What to work on:
[1] Translate this sentence from the passage on Britain's seasons of hope into Spanish: "But then came World War I, and an age of optimism was drowned."
[2] Reproduce part of the passage on Britain's seasons of hope word for word, beginning at the words "That age forms" and stopping after "it seemed unbridgeable.".

Excerpted passage:
————

About once in each century, the British allow themselves to hope. The humorous resignation slips away; the people described as the only nation to feel Schadenfreude about themselves sense that they can transform their lives; the air of a rainy springtime fills British lungs. The last time this happened was in the years before and after the end of World War II: Labour’s electoral victory, the coming of free and universal health care, education, and social security, the attempt to expropriate the economy’s “commanding heights” in the people’s name.
But that was a brief, cool springtime, controlled from above and—in spite of the visionary rhetoric—cautious in scope. Louis MacNeice had written: “If it is something feasible, obtainable,/Let us dream it now,/And pray for a possible land.” Something feasible was indeed obtained: a new and long-lasting measure of social justice. But the possible land turned out to be a gray, austerely disciplined landscape, and the dreams and prayers were over by the early 1950s.
Fifty years before, there had been another season of hope that lasted longer and was far more ambitious. This was the upwelling of an enormous shoal of protests and visions that began to break the surface in the 1890s. Especially after Victoria’s death in 1901, the impact of these movements changed British culture, transformed intellectual and political expectations, and undermined all certainties in the course of the Edwardian decade. In its final phase, this surge entered a crescendo of direct action, street violence, and millenarian demands that seemed to both its participants and its foes like a prelude to revolution. But then came World War I, and an age of optimism was drowned.
That age forms the setting for Antonia Byatt’s majestic and immensely ambitious novel. It was a moment when Britain’s thinkers and creators looked back on the last, incredible century, which had brought their country to world leadership in manufacture and trade, to naval supremacy across the globe, and to dominion over a gigantic overseas colonial empire. But it was also a century in which Britain itself had changed beyond recognition, visually and socially. As these fin-de-siècle intellectuals perceived it, the “green and pleasant land” had been invaded by raw industrial cities that spouted their smoke over a new class: the proletarian millions who lived short lives in a squalor and a poverty that seemed to deepen as the wealth and comfort of the middle classes increased. The cultural and economic gulf between “the two nations” had widened until it seemed unbridgeable.

————

Extracted information:
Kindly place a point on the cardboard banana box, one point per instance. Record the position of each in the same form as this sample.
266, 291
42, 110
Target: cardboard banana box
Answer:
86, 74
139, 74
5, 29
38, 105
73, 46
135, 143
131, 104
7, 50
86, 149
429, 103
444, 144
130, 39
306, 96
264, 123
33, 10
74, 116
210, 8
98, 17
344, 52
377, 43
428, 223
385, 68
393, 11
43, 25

————

Answers to the exercises:
[1] Pero entonces llegó la Primera Guerra Mundial, y una era de optimismo quedó ahogada.

[2]
That age forms the setting for Antonia Byatt’s majestic and immensely ambitious novel. It was a moment when Britain’s thinkers and creators looked back on the last, incredible century, which had brought their country to world leadership in manufacture and trade, to naval supremacy across the globe, and to dominion over a gigantic overseas colonial empire. But it was also a century in which Britain itself had changed beyond recognition, visually and socially. As these fin-de-siècle intellectuals perceived it, the “green and pleasant land” had been invaded by raw industrial cities that spouted their smoke over a new class: the proletarian millions who lived short lives in a squalor and a poverty that seemed to deepen as the wealth and comfort of the middle classes increased. The cultural and economic gulf between “the two nations” had widened until it seemed unbridgeable.